>> begin Dataset content

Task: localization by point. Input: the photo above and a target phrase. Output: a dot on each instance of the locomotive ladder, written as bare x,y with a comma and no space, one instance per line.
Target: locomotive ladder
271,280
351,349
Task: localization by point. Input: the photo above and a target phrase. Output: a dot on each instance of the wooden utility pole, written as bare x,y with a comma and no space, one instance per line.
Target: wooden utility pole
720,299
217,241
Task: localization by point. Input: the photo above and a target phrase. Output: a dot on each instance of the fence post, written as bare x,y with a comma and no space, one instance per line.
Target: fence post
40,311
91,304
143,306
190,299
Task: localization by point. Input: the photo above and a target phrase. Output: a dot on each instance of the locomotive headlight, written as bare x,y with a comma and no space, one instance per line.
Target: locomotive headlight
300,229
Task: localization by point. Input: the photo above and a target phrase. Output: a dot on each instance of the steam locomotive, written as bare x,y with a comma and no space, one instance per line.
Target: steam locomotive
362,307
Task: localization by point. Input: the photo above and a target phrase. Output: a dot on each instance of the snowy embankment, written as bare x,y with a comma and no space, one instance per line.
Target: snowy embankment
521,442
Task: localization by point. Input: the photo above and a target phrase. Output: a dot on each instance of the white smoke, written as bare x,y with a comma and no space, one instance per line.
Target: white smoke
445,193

>> end Dataset content

• [Challenge]: Please write out all the entries above again, requests included, with every x and y coordinate in the answers increased by 16.

• [Written response]:
Task: localization by point. Input: the photo above and a target phrase. Output: a dot on each instance of the locomotive ladder, written as bare x,y with a comma and no space, one instance per line.
Target: locomotive ladder
287,296
367,365
Task: localization by point. Input: the photo above and a target phrase. Output: a dot on each instance of the wooden utility pole, written as bare x,y with a comma and no space, one instance per line.
Target: wooden utility pole
736,315
233,257
Task: localization by point. Input: the photo above and a target phrase. Output: a dot on each instance of the fence post, written as bare x,y with a comma and no space, one instance per line.
Target: fence post
56,327
107,320
159,322
206,315
Task: localization by point. Input: the photo above and a target phrase. Output: a dot on each instance of the locomotive headlight, written as bare x,y with a comma and no space, one instance per line.
Target: locomotive headlight
316,245
Task: localization by point. Input: the photo above and a target phrase. Output: a dot on each instance of the steam locomotive, written as bare x,y with a comma and no space, one instance per line.
Target: steam locomotive
378,323
Task: localization by point. Input: the photo above and a target phrase. Output: a dot on each instance of the snowy embankment, written as bare x,y with a comma and no space, one instance per line.
Target: snowy embankment
537,458
Task: localization by point. Input: the photo above and a target phrase. Output: a dot on each instance of the white smoke, written as bare x,y with a comma and no space, one instance per line.
Target: white smoke
461,209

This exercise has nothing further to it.